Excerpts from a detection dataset
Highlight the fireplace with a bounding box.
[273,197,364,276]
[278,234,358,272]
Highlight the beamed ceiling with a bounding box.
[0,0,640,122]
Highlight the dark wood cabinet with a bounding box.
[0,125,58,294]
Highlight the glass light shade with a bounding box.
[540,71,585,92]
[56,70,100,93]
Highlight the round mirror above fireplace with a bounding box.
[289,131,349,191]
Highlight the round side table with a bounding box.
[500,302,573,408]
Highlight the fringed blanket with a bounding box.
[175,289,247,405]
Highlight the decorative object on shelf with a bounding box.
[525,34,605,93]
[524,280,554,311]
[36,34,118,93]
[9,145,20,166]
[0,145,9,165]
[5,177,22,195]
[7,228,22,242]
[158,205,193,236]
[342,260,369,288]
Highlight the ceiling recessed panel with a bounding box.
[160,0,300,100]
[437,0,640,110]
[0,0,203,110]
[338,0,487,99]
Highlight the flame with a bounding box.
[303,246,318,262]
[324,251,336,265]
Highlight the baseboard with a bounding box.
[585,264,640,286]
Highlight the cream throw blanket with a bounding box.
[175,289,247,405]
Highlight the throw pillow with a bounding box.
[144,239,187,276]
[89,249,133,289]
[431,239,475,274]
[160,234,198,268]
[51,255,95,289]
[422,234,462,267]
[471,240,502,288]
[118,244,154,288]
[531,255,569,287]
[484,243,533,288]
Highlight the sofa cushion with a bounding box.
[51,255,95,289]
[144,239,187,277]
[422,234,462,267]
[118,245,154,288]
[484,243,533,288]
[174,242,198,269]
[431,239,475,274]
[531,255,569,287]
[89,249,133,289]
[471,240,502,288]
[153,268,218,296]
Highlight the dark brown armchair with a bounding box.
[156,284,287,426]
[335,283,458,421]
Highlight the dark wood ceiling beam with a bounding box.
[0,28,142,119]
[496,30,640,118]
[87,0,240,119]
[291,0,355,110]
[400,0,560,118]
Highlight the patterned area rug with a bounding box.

◆ Problem to solve: Copy out each line above, character for character.

◆ Written answer:
Highlight the fireplace with a bounding box.
[273,197,364,276]
[278,234,358,272]
Highlight the beamed ceiling with a bounding box.
[0,0,640,122]
Highlight the dark wood cabinet with a bounding box.
[0,125,58,294]
Highlight the glass light shade with a bounding box.
[540,71,585,92]
[56,70,100,93]
Highlight the round mirror above fireplace with a bounding box.
[289,131,349,191]
Highlight the round side table with a bounding box.
[500,302,573,408]
Highlight the fringed blanket with a bounding box.
[175,289,247,405]
Highlight the decorative object on shelf with a bounding box.
[525,34,605,93]
[524,280,554,311]
[36,34,118,93]
[9,145,20,166]
[0,145,9,165]
[5,177,22,195]
[7,228,22,242]
[158,205,193,236]
[342,260,369,288]
Highlight the ceiling recessed panel with a bounding box.
[160,0,300,100]
[437,0,640,110]
[0,0,203,110]
[338,0,487,99]
Highlight the flame with a bounding box.
[303,246,318,262]
[324,251,336,265]
Highlight the baseboard with a bounding box.
[585,264,640,286]
Highlight the cream throw blanket with a bounding box.
[175,289,247,405]
Highlight the throw pillow with a bounding box.
[144,239,187,276]
[89,249,133,289]
[431,239,475,274]
[160,234,198,268]
[51,255,95,289]
[422,234,462,267]
[471,240,502,288]
[118,244,154,288]
[531,255,569,287]
[484,243,533,288]
Highlight the sofa cushion with a bounding box.
[51,255,95,289]
[144,239,187,277]
[422,234,462,267]
[118,245,154,288]
[484,243,533,288]
[174,242,198,269]
[431,239,475,274]
[531,255,569,287]
[89,249,133,289]
[471,240,502,288]
[153,268,218,296]
Highlight the dark brown armchair with a bounding box.
[156,284,287,426]
[335,283,458,421]
Highlight the dark wood ceiling beam with a bounding box.
[0,28,142,119]
[496,30,640,118]
[87,0,240,119]
[291,0,355,110]
[400,0,560,118]
Highlight the patterned area rug with a bounding box.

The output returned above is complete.